*Records to use*.

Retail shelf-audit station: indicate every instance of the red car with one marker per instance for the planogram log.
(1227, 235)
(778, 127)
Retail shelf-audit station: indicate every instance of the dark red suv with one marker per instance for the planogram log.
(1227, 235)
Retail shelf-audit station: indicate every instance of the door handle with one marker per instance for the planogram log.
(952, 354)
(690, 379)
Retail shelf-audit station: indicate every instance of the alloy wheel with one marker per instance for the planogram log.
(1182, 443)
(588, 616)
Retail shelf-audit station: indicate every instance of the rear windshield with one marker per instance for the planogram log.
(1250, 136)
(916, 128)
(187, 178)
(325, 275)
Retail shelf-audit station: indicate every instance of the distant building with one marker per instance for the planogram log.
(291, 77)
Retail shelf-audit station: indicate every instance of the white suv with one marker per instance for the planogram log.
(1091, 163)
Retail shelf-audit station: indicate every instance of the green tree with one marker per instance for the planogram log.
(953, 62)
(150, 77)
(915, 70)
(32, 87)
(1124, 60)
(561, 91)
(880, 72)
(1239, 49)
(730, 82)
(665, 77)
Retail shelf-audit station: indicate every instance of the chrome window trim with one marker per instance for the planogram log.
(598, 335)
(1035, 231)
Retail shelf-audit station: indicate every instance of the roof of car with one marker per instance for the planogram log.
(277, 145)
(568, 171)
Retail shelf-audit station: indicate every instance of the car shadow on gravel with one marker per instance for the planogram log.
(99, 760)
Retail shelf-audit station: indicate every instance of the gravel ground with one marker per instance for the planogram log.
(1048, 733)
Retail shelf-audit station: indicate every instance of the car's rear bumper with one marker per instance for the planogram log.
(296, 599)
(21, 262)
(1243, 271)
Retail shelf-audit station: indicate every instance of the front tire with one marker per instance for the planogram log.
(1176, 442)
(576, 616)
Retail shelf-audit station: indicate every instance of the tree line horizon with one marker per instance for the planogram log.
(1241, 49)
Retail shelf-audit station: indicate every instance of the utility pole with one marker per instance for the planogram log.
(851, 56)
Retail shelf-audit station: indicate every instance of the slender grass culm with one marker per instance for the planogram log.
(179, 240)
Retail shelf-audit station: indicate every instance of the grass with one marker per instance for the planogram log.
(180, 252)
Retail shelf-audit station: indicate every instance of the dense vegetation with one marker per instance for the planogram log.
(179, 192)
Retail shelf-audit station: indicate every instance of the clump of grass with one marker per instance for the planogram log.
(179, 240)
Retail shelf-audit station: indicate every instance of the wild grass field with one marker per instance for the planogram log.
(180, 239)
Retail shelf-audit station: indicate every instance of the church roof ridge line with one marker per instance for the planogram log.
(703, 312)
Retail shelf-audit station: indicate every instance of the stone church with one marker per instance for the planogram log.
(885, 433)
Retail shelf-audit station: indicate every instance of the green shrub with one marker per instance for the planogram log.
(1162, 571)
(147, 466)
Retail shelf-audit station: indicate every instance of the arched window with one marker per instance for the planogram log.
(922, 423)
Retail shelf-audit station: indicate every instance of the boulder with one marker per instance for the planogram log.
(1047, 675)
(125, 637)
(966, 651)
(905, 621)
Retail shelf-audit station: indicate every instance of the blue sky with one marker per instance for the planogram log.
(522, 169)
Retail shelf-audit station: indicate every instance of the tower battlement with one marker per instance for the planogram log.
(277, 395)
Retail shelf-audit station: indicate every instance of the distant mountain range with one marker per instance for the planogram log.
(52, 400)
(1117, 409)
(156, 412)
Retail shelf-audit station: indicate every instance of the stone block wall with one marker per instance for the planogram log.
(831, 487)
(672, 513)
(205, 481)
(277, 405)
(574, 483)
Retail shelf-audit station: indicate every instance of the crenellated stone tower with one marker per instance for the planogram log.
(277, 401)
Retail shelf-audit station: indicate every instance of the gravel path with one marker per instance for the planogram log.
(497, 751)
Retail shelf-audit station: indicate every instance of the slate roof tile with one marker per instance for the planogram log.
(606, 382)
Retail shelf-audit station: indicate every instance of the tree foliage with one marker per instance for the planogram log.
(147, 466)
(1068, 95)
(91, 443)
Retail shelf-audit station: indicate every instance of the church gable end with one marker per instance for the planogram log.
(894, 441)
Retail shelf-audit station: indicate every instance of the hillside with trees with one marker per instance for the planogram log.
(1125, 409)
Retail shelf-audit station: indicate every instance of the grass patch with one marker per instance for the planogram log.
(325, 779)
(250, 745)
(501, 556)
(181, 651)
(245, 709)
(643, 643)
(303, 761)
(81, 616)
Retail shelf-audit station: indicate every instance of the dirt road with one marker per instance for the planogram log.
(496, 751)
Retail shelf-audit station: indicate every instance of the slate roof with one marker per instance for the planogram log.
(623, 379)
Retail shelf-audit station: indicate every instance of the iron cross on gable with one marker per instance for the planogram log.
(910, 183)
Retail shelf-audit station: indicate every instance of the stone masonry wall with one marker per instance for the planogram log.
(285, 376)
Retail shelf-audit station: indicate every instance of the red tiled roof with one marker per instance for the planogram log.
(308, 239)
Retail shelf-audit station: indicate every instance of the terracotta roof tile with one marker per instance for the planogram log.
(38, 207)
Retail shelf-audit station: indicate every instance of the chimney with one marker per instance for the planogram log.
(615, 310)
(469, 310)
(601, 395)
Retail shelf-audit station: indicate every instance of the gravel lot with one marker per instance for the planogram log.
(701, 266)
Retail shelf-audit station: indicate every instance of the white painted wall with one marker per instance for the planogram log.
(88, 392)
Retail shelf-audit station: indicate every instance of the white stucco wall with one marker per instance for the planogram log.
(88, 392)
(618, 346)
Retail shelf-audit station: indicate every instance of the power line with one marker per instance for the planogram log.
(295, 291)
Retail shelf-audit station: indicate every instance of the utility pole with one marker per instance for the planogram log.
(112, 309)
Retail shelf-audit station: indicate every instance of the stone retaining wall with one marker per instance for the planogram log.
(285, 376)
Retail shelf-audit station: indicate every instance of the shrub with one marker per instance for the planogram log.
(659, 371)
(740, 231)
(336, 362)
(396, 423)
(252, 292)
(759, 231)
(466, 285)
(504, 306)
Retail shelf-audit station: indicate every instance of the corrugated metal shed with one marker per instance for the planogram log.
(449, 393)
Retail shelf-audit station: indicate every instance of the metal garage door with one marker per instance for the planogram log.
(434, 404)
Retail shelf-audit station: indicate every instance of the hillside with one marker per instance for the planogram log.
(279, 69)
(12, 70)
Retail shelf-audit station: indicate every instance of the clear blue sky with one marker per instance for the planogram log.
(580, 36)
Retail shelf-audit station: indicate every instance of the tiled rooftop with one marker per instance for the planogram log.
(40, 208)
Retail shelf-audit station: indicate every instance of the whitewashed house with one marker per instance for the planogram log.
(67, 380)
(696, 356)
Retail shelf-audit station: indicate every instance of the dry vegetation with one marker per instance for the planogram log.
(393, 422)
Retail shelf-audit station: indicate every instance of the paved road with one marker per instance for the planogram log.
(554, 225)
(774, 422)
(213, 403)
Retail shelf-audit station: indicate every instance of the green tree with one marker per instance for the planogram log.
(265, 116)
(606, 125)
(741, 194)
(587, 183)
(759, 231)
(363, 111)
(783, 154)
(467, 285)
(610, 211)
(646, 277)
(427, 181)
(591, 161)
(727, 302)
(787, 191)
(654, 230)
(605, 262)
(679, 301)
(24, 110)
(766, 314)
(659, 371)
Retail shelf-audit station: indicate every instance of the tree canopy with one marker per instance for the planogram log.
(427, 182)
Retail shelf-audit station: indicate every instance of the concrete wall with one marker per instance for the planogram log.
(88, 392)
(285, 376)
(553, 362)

*Required task*. Extract the complete listing above, reproducing each line exactly.

*Finished exercise*.
Retail shelf-audit station: indicate every instance of the red car with one marker per instance for the planogram log.
(1227, 235)
(778, 127)
Retail shelf-audit station: indicate every instance of the dark red suv with one marker per instance for the planogram log.
(1227, 235)
Retail shelf-audit station: indicate every instance of the door handle with one marker per instance for the planogram log.
(952, 354)
(690, 379)
Retail shelf-audit station: indicate every instance of the alloy wheel with one marker per instance for the planogram log.
(1182, 443)
(588, 616)
Retail shelf-audit station: indicate every instance of the rear windshield with one marker per instance for the planogram log.
(1250, 136)
(916, 128)
(187, 178)
(325, 275)
Retail shelf-audit station: indicate every instance of the distant building with one marker per instance for the planogram log.
(291, 77)
Retail shelf-audit station: indicate every instance of the white suv with one marker per instance for the planogram log.
(1091, 163)
Retail shelf-audit station: indicate every instance of the green tree with one marker per instance for the planogram log.
(953, 62)
(150, 77)
(915, 70)
(32, 87)
(1124, 60)
(561, 91)
(880, 72)
(1239, 49)
(730, 82)
(665, 77)
Retail shelf-audit station: indicate every instance of the chrome window trim with one marker per instance for the planogram log.
(598, 335)
(1035, 231)
Retail shelf-audit station: indicate every instance of the roof of car with one marker per instance for the planogram log.
(277, 145)
(568, 171)
Retail shelf-audit station: indicate every instance of the car shadow on gravel with one marker per instance for the planogram log.
(99, 760)
Retail shelf-audit station: indicate every instance of the gravel ground with one marker per instance for the planogram log.
(1048, 733)
Retail shelf-audit station: indicate every instance of the car's rear bumper with one marker per instance for the planogram log.
(296, 599)
(21, 262)
(1243, 271)
Retail shelf-audit station: indicate every instance of the front tire with one marker per instance for the planogram log.
(1176, 442)
(576, 616)
Retail shelf-audit station: indicate every instance of the tree line horizon with one marker per instance for the planogram log.
(1241, 49)
Retail shelf-audit station: indicate every instance of the utility pole with one marker per instance for the planogram log.
(851, 56)
Retail shelf-audit station: indicate every instance of the slender grass culm with one marker per instance for the planogram log.
(179, 240)
Retail shelf-audit station: indicate every instance of the grass with one marker per instance for the planogram log.
(180, 252)
Retail shelf-audit station: indicate every instance of the dense vegetation with one marker per instance for the planogram log.
(179, 192)
Retail shelf-audit station: indicate every instance of the clump of grass with one marker per instance for the planogram log.
(179, 240)
Retail shelf-audit station: indicate every instance of the wild grass field with one marker per instance for the planogram log.
(180, 239)
Retail shelf-audit station: indicate every instance of the church roof ridge line with one marker per instance for the planogram log.
(703, 312)
Retail shelf-audit station: indicate every instance of the stone church with one marker per instance for the planogram log.
(885, 433)
Retail shelf-audit station: indicate every instance of the green shrub with one marker per instance for the planogram log.
(1162, 571)
(147, 466)
Retail shelf-audit station: indicate every instance of the arched window with one marker per instance for the planogram log.
(922, 423)
Retail shelf-audit station: indicate every instance of the boulder with one marker per instance for the planogram log.
(1047, 675)
(125, 637)
(966, 651)
(905, 621)
Retail shelf-audit station: indicate every instance of the blue sky with one marker per instance for the planogram log.
(522, 169)
Retail shelf-audit station: indicate every instance of the tower battlement with one marker per instance for the planogram log.
(277, 395)
Retail shelf-audit station: indicate every instance of the distant mountain range with one marker per instance for the planogram log.
(52, 400)
(1117, 409)
(156, 412)
Retail shelf-audit station: indicate every instance of the stone block wall with one marker per instance for the planogram log.
(831, 487)
(672, 513)
(205, 481)
(277, 405)
(574, 483)
Retail shelf-audit station: indicate every instance of the crenellated stone tower with one marker per instance for the planogram log.
(277, 401)
Retail shelf-audit station: indicate every instance of the gravel path with one marker per instance for the planogram log.
(497, 751)
Retail shelf-audit station: indicate every instance of the slate roof tile with one marker per instance for the planogram log.
(606, 382)
Retail shelf-audit station: indicate every instance of the tree foliage with one marker per instance for the planogram log.
(147, 466)
(1068, 95)
(91, 443)
Retail shelf-audit station: indicate every instance of the church gable end with one marker per instance for the planogram log.
(894, 441)
Retail shelf-audit station: indicate every instance of the hillside with trees with one marker per instance for the planogram log.
(1125, 409)
Retail shelf-audit station: indicate every instance of the grass patch with one marker per instance for the planogram log.
(325, 779)
(250, 745)
(501, 556)
(181, 651)
(245, 709)
(643, 643)
(303, 761)
(81, 616)
Retail shelf-audit station: indicate every instance of the dirt road with one marker per instance for the planogram log.
(496, 751)
Retail shelf-audit station: indicate every instance of the slate roof with one marker per instance for the planogram log.
(623, 379)
Retail shelf-audit station: indicate every instance of the iron cross on gable with one marker per instance for the planogram log.
(910, 183)
Retail shelf-audit station: indicate every instance of the stone masonry wall with one marker per instance for the planogram log.
(285, 376)
Retail shelf-audit station: indicate every instance of the red tiled roof with one marker per instance for the planogram log.
(308, 239)
Retail shelf-audit station: indicate every instance of the terracotta roof tile with one marker per instance for the planogram log.
(38, 207)
Retail shelf-audit station: indicate every instance of the chimney with one marker per instance for the planogram log.
(615, 310)
(469, 310)
(601, 395)
Retail shelf-audit station: indicate every instance of the gravel lot with one marker per instance for the planogram log.
(701, 266)
Retail shelf-audit station: indicate every instance of the white painted wall with one marker per instance for the planogram log.
(88, 392)
Retail shelf-audit station: indicate every instance of the white stucco wall with one marker per instance for the planogram log.
(88, 392)
(618, 346)
Retail shelf-audit station: indicate every instance of the power line with one marker per instance for the planogram log.
(295, 291)
Retail shelf-audit station: indicate every instance of the utility pole with one marker per instance for the planogram log.
(112, 309)
Retail shelf-audit station: indicate every instance of the stone retaining wall with one marker per instance for the planogram log.
(285, 376)
Retail shelf-audit station: indicate every instance of the shrub with one marker per instance for the planogram log.
(659, 371)
(740, 231)
(336, 362)
(396, 423)
(252, 292)
(759, 231)
(466, 285)
(504, 306)
Retail shelf-audit station: indicate every instance of the corrugated metal shed with one marker per instance for the planogram log.
(449, 393)
Retail shelf-audit station: indicate every instance of the metal garage door with one marker per instance for the planogram log.
(434, 404)
Retail shelf-audit station: indicate every instance of the hillside with one marker per instance for the planogram log.
(279, 69)
(12, 70)
Retail shelf-audit station: indicate every instance of the clear blue sky with one marker per instance for the planogram log.
(580, 36)
Retail shelf-audit station: indicate every instance of the tiled rooftop with one marker per instance for the planogram log.
(40, 208)
Retail shelf-audit station: indicate every instance of the whitewashed house with one marker per instance for the planogram log.
(67, 380)
(696, 356)
Retail shelf-audit station: indicate every instance of the dry vegetation with one marker per instance for the planogram log.
(393, 422)
Retail shelf-audit station: indicate every instance of the paved road with one marker per instance for the planogram log.
(554, 225)
(774, 422)
(213, 403)
Retail shelf-audit station: indicate every instance of the green tree with one marker per instance for the planogram log.
(265, 116)
(606, 125)
(741, 194)
(587, 183)
(759, 231)
(363, 111)
(783, 154)
(467, 285)
(610, 211)
(646, 277)
(427, 181)
(591, 161)
(727, 302)
(787, 191)
(654, 230)
(605, 262)
(679, 301)
(24, 110)
(766, 314)
(659, 371)
Retail shelf-audit station: indicate every instance of the tree canopy with one marker per instance for the planogram log.
(427, 182)
Retail shelf-audit station: indicate every instance of the concrete wall with one marker per instance for the planogram log.
(88, 392)
(285, 376)
(553, 362)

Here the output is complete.